#### Passage provided ####

How do you convert the MOE composed of qwen1.5 models into gguf?

#6
by DisOOM - opened

How did you quantify it? I am also trying to merge MOE using qwen1.5, but I can't convert them into GGUF. What modifications did you make to llama.cpp, or did you use any special commands? I tried using convert.py but it failed, and when using convert-hf-to-gguf.py, I ended up with a corrupted model. Could you share your quantification details? I'm really looking forward to it, thank you!

Hi @DisOOM

I have never tried this convert, I just assumed it worked because I tested the fp16 and it works fine. Now that I am testing the quantized models (after your comment), I am getting:

GGML_ASSERT: ggml.c:10860: wdata == wdata_src1_end
Aborted (core dumped)

I am not sure if it's the Qwen1.5 (I see llama.cpp has support for it) or the MoE part. But something is not right. I am going to open an issue on LLama.cpp to report this and see if I can resolve it. (if you already have or seen a related issue please let me know so I can update there)

Thanks for your reply @MaziyarPanahi

There is the only PR I found related to this problem: https://github.com/ggerganov/llama.cpp/pull/6074
But it seems to be aimed at adding support for the new Qwen2MoE architecture, not fixing the conversion errors in the existing MoE architecture models based on qwen1.5. Besides, I haven't seen any other issues or PRs related to MoE composed of Qwen1.5.

So I don’t have the error while I am converting the model. In fact, the model converts to 16-bit GGUF without ang issue and it works well.
Only the quantized models get Aborted when I am trying to inference. (I made a new qaunt from the main branch, still the same error).
I’ll ask in the issues and try this PR to see what happens

@MaziyarPanahi Can you share your conversion method? I used convert.py or convert-hf-to-gguf.py and both scripts failed.

#### Supplied records ####

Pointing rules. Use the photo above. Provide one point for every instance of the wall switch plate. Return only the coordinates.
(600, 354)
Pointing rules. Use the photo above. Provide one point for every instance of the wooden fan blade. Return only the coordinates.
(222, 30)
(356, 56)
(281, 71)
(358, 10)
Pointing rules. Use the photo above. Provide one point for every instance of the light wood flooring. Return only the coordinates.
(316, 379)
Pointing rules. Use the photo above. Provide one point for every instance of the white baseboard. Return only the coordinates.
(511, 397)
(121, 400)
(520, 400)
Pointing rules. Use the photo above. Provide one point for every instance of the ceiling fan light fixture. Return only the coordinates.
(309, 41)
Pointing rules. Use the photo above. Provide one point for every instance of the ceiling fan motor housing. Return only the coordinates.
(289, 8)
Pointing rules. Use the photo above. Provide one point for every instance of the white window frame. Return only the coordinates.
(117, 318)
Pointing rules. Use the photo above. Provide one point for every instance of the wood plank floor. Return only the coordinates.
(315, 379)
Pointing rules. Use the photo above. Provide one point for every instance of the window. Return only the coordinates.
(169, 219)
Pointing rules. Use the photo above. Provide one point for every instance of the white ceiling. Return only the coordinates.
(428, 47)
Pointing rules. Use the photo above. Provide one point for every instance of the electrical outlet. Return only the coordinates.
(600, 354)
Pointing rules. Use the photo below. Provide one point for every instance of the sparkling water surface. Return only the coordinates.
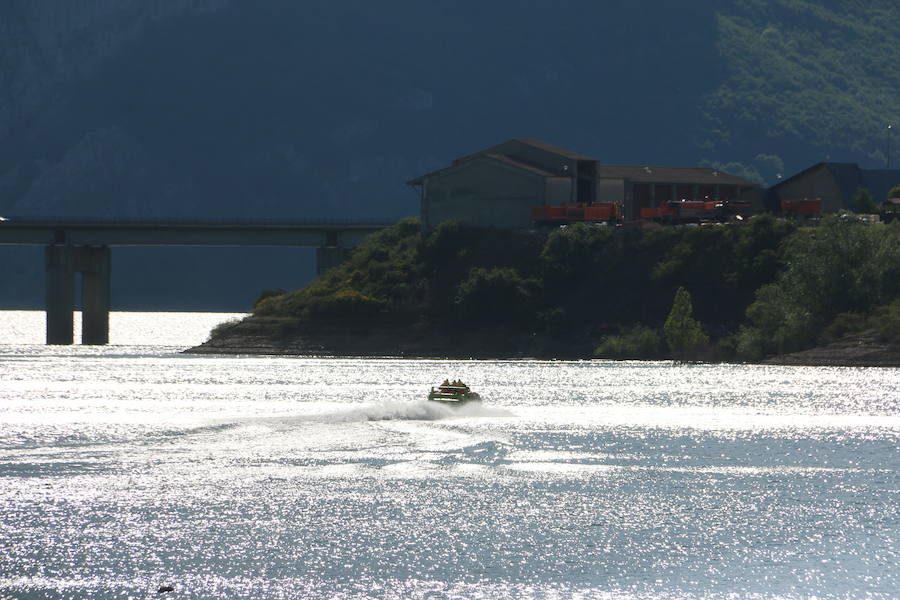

####

* _Requirement_: In the thread about converting a Qwen1.5 MoE model to GGUF, which format did the model convert to without any issue?

* _Solution_: 16-bit GGUF.